**WHAT TO DO:** Output each line of the material exactly as it stands.
## start RECORD EXCERPTS
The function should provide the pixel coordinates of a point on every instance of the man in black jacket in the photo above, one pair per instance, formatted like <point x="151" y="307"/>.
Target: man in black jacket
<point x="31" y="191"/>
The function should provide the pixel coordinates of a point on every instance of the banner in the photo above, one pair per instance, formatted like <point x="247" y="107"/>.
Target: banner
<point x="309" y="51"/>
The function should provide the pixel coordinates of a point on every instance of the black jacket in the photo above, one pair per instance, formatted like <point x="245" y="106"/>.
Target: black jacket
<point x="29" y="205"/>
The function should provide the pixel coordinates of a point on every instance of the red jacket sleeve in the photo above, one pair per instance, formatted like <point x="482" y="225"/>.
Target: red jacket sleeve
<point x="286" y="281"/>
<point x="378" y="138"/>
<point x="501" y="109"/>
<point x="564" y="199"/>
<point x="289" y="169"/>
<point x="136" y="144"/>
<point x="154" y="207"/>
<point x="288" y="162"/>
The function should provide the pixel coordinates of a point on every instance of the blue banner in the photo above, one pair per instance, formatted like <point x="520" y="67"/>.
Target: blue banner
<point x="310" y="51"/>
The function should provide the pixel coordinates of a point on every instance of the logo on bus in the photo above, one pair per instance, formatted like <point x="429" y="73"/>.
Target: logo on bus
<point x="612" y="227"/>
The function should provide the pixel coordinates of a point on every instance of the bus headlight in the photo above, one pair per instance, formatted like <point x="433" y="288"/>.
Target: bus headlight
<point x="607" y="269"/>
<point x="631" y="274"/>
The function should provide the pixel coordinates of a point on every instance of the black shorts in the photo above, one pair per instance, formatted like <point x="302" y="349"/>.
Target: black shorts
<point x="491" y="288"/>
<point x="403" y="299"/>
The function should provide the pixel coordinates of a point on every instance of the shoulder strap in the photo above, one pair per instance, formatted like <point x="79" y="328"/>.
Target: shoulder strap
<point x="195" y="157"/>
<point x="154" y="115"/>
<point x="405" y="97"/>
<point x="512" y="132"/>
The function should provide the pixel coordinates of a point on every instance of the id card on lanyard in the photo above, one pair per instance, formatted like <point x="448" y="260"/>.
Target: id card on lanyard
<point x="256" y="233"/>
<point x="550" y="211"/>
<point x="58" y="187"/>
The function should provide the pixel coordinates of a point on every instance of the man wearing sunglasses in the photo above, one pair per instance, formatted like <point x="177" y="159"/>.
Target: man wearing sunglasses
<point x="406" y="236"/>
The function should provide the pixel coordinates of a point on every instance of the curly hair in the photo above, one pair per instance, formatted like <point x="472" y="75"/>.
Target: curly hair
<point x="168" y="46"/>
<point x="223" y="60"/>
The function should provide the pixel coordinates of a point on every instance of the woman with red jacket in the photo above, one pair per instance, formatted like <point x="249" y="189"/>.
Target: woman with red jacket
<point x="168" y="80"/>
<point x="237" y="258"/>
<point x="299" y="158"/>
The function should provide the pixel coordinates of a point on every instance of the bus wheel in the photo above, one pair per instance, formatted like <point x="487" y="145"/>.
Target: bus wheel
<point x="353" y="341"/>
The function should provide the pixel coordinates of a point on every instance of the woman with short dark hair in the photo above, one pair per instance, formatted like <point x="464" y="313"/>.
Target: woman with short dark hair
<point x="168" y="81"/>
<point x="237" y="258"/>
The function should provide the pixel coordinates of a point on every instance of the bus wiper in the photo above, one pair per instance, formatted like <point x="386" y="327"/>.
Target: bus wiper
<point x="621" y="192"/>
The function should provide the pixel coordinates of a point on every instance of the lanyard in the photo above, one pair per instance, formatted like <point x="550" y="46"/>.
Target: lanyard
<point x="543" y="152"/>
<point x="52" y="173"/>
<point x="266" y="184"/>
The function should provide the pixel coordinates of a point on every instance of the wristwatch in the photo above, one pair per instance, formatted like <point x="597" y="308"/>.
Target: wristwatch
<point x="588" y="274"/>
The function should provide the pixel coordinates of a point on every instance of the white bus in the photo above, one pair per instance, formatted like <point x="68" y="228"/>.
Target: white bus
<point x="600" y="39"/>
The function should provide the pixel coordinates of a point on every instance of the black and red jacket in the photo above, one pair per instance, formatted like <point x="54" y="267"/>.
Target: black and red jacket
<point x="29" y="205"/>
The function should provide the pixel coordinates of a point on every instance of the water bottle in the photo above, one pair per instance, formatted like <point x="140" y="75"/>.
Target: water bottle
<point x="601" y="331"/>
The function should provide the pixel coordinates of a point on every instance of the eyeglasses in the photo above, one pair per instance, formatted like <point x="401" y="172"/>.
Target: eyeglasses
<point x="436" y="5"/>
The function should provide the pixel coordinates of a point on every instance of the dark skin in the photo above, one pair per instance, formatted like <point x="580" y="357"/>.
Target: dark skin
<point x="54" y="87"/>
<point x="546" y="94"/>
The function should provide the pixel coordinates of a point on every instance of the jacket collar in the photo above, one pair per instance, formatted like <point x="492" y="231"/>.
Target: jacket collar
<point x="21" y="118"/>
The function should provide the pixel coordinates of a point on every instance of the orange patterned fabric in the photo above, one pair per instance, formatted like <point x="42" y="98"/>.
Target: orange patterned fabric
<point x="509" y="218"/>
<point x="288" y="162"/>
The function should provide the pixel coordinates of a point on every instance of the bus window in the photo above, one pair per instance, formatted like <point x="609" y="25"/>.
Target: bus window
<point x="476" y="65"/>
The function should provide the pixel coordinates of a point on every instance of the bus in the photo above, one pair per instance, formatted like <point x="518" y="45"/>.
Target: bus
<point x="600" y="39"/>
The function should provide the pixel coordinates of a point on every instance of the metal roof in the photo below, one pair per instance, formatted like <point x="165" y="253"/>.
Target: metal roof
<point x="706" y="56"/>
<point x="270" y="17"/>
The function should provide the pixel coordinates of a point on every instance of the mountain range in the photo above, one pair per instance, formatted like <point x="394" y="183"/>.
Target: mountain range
## end RECORD EXCERPTS
**SOLUTION FOR THIS PROBLEM:**
The function should provide the pixel coordinates of a point on every instance of the man in black jacket in the photo above, one pair per instance, formatted like <point x="151" y="307"/>.
Target: man in black jacket
<point x="31" y="191"/>
The function should provide the pixel coordinates of a point on every instance of the banner in the photo above, one pair per instance, formatted like <point x="247" y="107"/>.
Target: banner
<point x="309" y="51"/>
The function should provide the pixel coordinates of a point on every instance of the black jacket in the photo above, one pair per instance, formatted like <point x="245" y="106"/>.
Target: black jacket
<point x="29" y="205"/>
The function should provide the pixel coordinates of a point on every instance of the red jacket sleeve in the photo above, one pair per instance, formatted like <point x="482" y="225"/>.
Target: red jacket sleeve
<point x="286" y="281"/>
<point x="378" y="138"/>
<point x="501" y="109"/>
<point x="564" y="199"/>
<point x="289" y="169"/>
<point x="136" y="144"/>
<point x="154" y="207"/>
<point x="288" y="162"/>
The function should provide the pixel coordinates of a point on every instance of the blue banner in the photo above, one pair per instance, formatted like <point x="520" y="67"/>.
Target: blue banner
<point x="310" y="51"/>
The function should provide the pixel coordinates of a point on every instance of the logo on bus in the photo above, one pair per instance, formatted like <point x="429" y="73"/>.
Target: logo on bus
<point x="612" y="227"/>
The function should provide the pixel coordinates of a point on every instance of the bus headlight in the photo above, one pair per instance, formatted like <point x="433" y="288"/>.
Target: bus headlight
<point x="607" y="269"/>
<point x="631" y="274"/>
The function should provide the pixel coordinates of a point on every instance of the black shorts in the photo above, one pair per instance, formatted like <point x="302" y="349"/>.
Target: black shorts
<point x="491" y="288"/>
<point x="403" y="299"/>
The function should provide the pixel coordinates of a point on every instance of the shoulder strap in the photo above, one pair per instance, formatted like <point x="79" y="328"/>.
Target: shoulder strap
<point x="195" y="157"/>
<point x="154" y="115"/>
<point x="405" y="97"/>
<point x="512" y="132"/>
The function should provide the pixel coordinates of a point on every instance of the id card on lanyard in the photo above, one pair per instance, formatted like <point x="448" y="260"/>.
Target: id card on lanyard
<point x="256" y="233"/>
<point x="550" y="211"/>
<point x="58" y="187"/>
The function should provide the pixel coordinates of a point on every instance of the man wearing sunglasses in the photo above, one pair per instance, formatted like <point x="177" y="159"/>.
Target: man wearing sunglasses
<point x="406" y="236"/>
The function should provide the pixel coordinates of a point on every instance of the curly hair in the photo above, one pair per instance, formatted like <point x="472" y="75"/>.
Target: curly hair
<point x="168" y="46"/>
<point x="223" y="60"/>
The function should provide the pixel coordinates of a point on every instance of the woman with red jacket in the photo above, one pair per instance, formatted like <point x="249" y="189"/>.
Target: woman with red jacket
<point x="168" y="80"/>
<point x="237" y="258"/>
<point x="299" y="158"/>
The function should provide the pixel coordinates of a point on every instance of the bus wheel in the photo above, one pair per instance, formatted like <point x="487" y="145"/>.
Target: bus wheel
<point x="353" y="341"/>
The function should provide the pixel coordinates of a point on every instance of the woman with short dark hair in the photo above, one pair per instance, formatted like <point x="464" y="313"/>.
Target: woman with short dark hair
<point x="168" y="81"/>
<point x="237" y="258"/>
The function should provide the pixel coordinates of a point on every instance of the bus wiper in the photo above, one pair per instance, formatted like <point x="386" y="327"/>.
Target: bus wiper
<point x="621" y="192"/>
The function should provide the pixel coordinates of a point on every instance of the lanyard in the photo above, one pair per instance, formatted like <point x="550" y="46"/>.
Target: lanyard
<point x="543" y="152"/>
<point x="52" y="173"/>
<point x="266" y="184"/>
The function should provide the pixel coordinates of a point on every instance of the wristwatch in the photo above, one pair per instance, formatted like <point x="597" y="308"/>.
Target: wristwatch
<point x="588" y="274"/>
The function should provide the pixel coordinates of a point on every instance of the white bus in the photo above, one pair per instance, formatted like <point x="68" y="228"/>.
Target: white bus
<point x="600" y="39"/>
The function should provide the pixel coordinates of a point on every instance of the black and red jacket in the photo above, one pair per instance, formatted like <point x="54" y="267"/>.
Target: black and red jacket
<point x="29" y="205"/>
The function should provide the pixel coordinates of a point on every instance of the water bottle in the photo above, one pair per instance, formatted like <point x="140" y="75"/>.
Target: water bottle
<point x="601" y="331"/>
The function should provide the pixel coordinates of a point on every instance of the eyeglasses in the photo above, one pair per instance, formatted like <point x="401" y="172"/>.
Target: eyeglasses
<point x="436" y="5"/>
The function should provide the pixel coordinates of a point on every instance of the dark skin in the photo above, one pair per instance, formatted like <point x="580" y="357"/>.
Target: dark skin
<point x="54" y="87"/>
<point x="546" y="94"/>
The function should provide the pixel coordinates of a point on every instance of the jacket collar in the photo above, one pair per instance, formatted like <point x="492" y="231"/>.
Target: jacket collar
<point x="21" y="118"/>
The function should provide the pixel coordinates of a point on every instance of the orange patterned fabric in the photo above, one pair per instance, formatted like <point x="42" y="98"/>.
Target: orange patterned fabric
<point x="509" y="218"/>
<point x="288" y="162"/>
The function should provide the pixel coordinates of a point on every instance of the bus window in the photo above, one pair per instance, formatted like <point x="609" y="25"/>.
Target: bus window
<point x="476" y="65"/>
The function should provide the pixel coordinates of a point on every instance of the bus in the photo above, one pair per instance, formatted like <point x="518" y="45"/>.
Target: bus
<point x="600" y="39"/>
The function should provide the pixel coordinates of a point on every instance of the metal roof in the photo below, one pair per instance, formatted like <point x="165" y="253"/>.
Target: metal roof
<point x="706" y="56"/>
<point x="270" y="17"/>
The function should provide the pixel coordinates of a point on every instance of the mountain range in the photo above, one pair per instance, formatted like <point x="394" y="183"/>.
Target: mountain range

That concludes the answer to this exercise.